Article:
══════════

As we remember the sesquicentennial of our civil; war and took back 150 years ago to the first week of July 1863 we are reminded of the two major battles that changed the course of the Civil War and our Nation.

Robert E Lee had led the Army of Northern Virginia into Northern territory at the battle of Gettysburg, Pennsylvania.  The Union army under Gen. George Meade who had just been appointed to lead the Army of the Potomac three days before July 1,1863 was able to push the Confederates back across the Potomac where they would never re-attack the North. After a three day battle at Gettysburg, General Lee and his troops would head back South on Friday, July 3, 1863 having suffered a major defeat.

In the West. a rising general of the Union armies, Ulysses S Grant would successfully complete the siege of Vicksburg, Mississippi which began on May 19, 1863. The soldiers and townsfolk of Vicksburg were living in caves. Starvation had struck the city so that the residents were eating rats, dogs, and cats.  On July 3, 1863 General Grant had sent a very short letter to General John C. Pemberton, the commander of the Confederate forces at Vicksburg which stated: “Surrender by 9 AM on July, 4, 1863 or we begin bombardment of the city of Vicksburg.”

Vicksburg surrendered on Saturday, July 4, 1863, and for many years after the war the citizens did not celebrate the Fourth of July.

The capture of Vicksburg gave the Union control of the entire Mississippi River from Minnesota to New Orleans.  The fall of Vicksburg split the  Confederacy and cut the Eastern states of the Confederacy off from their food supply in the West.

These twin battles in the early days of July, 1863 gave Pres. Lincoln and the North new hope that the war would soon end.  However there were still 21 more months of devastation and death before General Lee surrendered to General Grant at Appomattox Courthouse, Virginia on April 12, 1865.

Until these two battles, politicians in the South had believed that the North would tire of the war because of the loss of life and treasure. They felt that Lincoln would be forced to negotiate a peace treaty.

Southern politicians also believed that winning a major battle in the North such as Gettysburg would encourage the European countries to recognize the Confederacy as a separate country.

Lincoln however utilized the twin victories and in particular Gettysburg as a opportunity to press for emancipation of the slaves.  Even though he had issued the Emancipation Proclamation as an Executive Order on January 1, 1863; it wasn’t until his Gettysburg Address on November 19, 1863 that he clarified the importance of his earlier Proclamation,

Lincoln spoke for just over two minutes, and reiterated the principles of human equality espoused by the Declaration of Independence and proclaimed the Civil War as a struggle for the preservation of the Union in opposition to secession. He described “a new birth of freedom that would bring true equality to all of its citizens”. Lincoln also redefined the Civil War as a struggle not just for the Union, but also for the principle of human equality.

══════════

Material shown:
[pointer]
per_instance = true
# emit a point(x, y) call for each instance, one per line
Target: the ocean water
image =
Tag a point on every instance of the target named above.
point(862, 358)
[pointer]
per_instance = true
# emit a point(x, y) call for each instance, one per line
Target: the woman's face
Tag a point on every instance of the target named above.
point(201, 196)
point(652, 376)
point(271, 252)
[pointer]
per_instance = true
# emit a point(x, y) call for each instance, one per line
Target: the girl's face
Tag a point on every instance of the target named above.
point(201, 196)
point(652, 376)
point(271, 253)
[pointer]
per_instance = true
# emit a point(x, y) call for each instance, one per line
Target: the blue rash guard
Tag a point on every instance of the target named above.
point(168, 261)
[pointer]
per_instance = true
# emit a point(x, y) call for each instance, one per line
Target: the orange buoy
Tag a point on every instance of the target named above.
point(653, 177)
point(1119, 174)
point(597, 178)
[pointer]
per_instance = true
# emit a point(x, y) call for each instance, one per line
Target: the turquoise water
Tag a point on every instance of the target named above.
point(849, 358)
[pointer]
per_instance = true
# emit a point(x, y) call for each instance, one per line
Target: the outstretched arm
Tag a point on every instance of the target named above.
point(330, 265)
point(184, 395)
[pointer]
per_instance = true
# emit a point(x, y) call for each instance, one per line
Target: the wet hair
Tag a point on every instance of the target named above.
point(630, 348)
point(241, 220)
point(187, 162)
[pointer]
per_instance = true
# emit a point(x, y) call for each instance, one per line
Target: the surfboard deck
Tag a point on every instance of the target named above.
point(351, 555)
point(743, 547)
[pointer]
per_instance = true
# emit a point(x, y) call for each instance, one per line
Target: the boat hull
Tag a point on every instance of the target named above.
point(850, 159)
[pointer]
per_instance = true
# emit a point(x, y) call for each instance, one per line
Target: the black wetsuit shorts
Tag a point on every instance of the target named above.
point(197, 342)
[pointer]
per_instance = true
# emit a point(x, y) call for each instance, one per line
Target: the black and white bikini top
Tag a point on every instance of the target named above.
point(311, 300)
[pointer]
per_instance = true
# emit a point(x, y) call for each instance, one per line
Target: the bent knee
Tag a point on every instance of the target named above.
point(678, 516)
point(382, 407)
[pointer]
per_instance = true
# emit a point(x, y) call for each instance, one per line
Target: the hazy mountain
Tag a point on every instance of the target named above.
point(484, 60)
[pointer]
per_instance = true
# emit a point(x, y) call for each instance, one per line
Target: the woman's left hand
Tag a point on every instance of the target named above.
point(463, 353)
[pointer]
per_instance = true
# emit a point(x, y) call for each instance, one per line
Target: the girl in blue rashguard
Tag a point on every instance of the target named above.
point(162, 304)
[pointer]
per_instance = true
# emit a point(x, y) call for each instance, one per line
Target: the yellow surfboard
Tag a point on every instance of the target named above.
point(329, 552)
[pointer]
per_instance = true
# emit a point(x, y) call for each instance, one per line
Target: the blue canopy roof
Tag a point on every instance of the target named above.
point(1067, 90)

══════════

Exercises to complete:
**A.** Reproduce the passage on Gettysburg and Vicksburg word for word, everything from "Vicksburg surrendered on" down to "a peace treaty.".
**B.** Resume the passage on Gettysburg and Vicksburg, picking up right after its final sentence.

Task responses:
**A.**
Vicksburg surrendered on Saturday, July 4, 1863, and for many years after the war the citizens did not celebrate the Fourth of July.

The capture of Vicksburg gave the Union control of the entire Mississippi River from Minnesota to New Orleans.  The fall of Vicksburg split the  Confederacy and cut the Eastern states of the Confederacy off from their food supply in the West.

These twin battles in the early days of July, 1863 gave Pres. Lincoln and the North new hope that the war would soon end.  However there were still 21 more months of devastation and death before General Lee surrendered to General Grant at Appomattox Courthouse, Virginia on April 12, 1865.

Until these two battles, politicians in the South had believed that the North would tire of the war because of the loss of life and treasure. They felt that Lincoln would be forced to negotiate a peace treaty.

**B.**
Pres. Lincoln also recognized that he had a General that could fight and win; his name was Ulysses S Grant.  It wouldn’t be until the spring of 1864 that Pres. Lincoln selected Lieutenant General Grant as the military leader of the Union forces.

During this week historians and commentators will talk of the battle at Gettysburg and may recognize the importance of the surrender of Vicksburg.

As we watched the reenactment of these major battles on our cell phones, Ipads, Internet feeds and television sets; the significance of these two battles that took place 150 years ago may not be appreciated.

In 2013 we can read of civil wars around the world and gasp at the terrible loss of life; but we must remember that our country went through almost 4 years of civil war in which it is estimated 600,000 Americans of both the North and the South were lost.

Our democracy and our republic style of government was put to the test by the Civil War.

Grant and Lee, the two generals who fought each other from May of 1864 until April 12, 1865 were both decent and honorable men who recognized that despite the 4 years of conflict they were Americans and brothers again.

On this 4th of July 2013, we should remember those Americans who fought so valiantly and from whom I peace was forged and that we remained the United States of America.

I currently perform twp plays in my “sesquicentennial – The Civil War Remembered.”

I perform General Robert E Lee as the 63 year old President of Washington College in 1870 only a few months before he passes away on October 12, 1870.

I also perform General Ulysses S. Grant at the age of 61 in 1883 as he gathers with the other graduates of the Unites States Military Academy for “The 40th Reunion of the class of 1843”.

I’ve spent years researching both Generals and have visited many of the Civil War battlefields and towns where they resided prior to the Civil War in order to better understand the war and the era in which they lived.

Each time I perform these plays I attempt to emulate these men and feel their character, their passion and their pain.

I have concluded that the United States of America was truly blessed by having General Grant and General Lee resolve the conflict on April 12, 1865 at Appomattox Courthouse, Virginia. General Grant, after conferring with Pres. Lincoln at City Point, Virginia met with General Lee and offered very reasonable terms of surrender in which the Confederate soldiers would be paroled but not imprisoned and be allowed to return home so long as they took an Oath Of Allegiance to the United States of America.

As for General Lee, he had been urged by some of his officers to conduct a guerrilla war throughout the South and thus extend the war for years to come.  Genera Lee rejected that choice and made the decision to surrender the Army of Northern Virginia.

On this 4th of July, 2013, as we look back at the battles that took place 150 years ago,  we should be proud that our country was led by two exceptional Americans and West Point graduates who came together on Palm Sunday, April 12, 1865 and resolved our nation’s Civil War.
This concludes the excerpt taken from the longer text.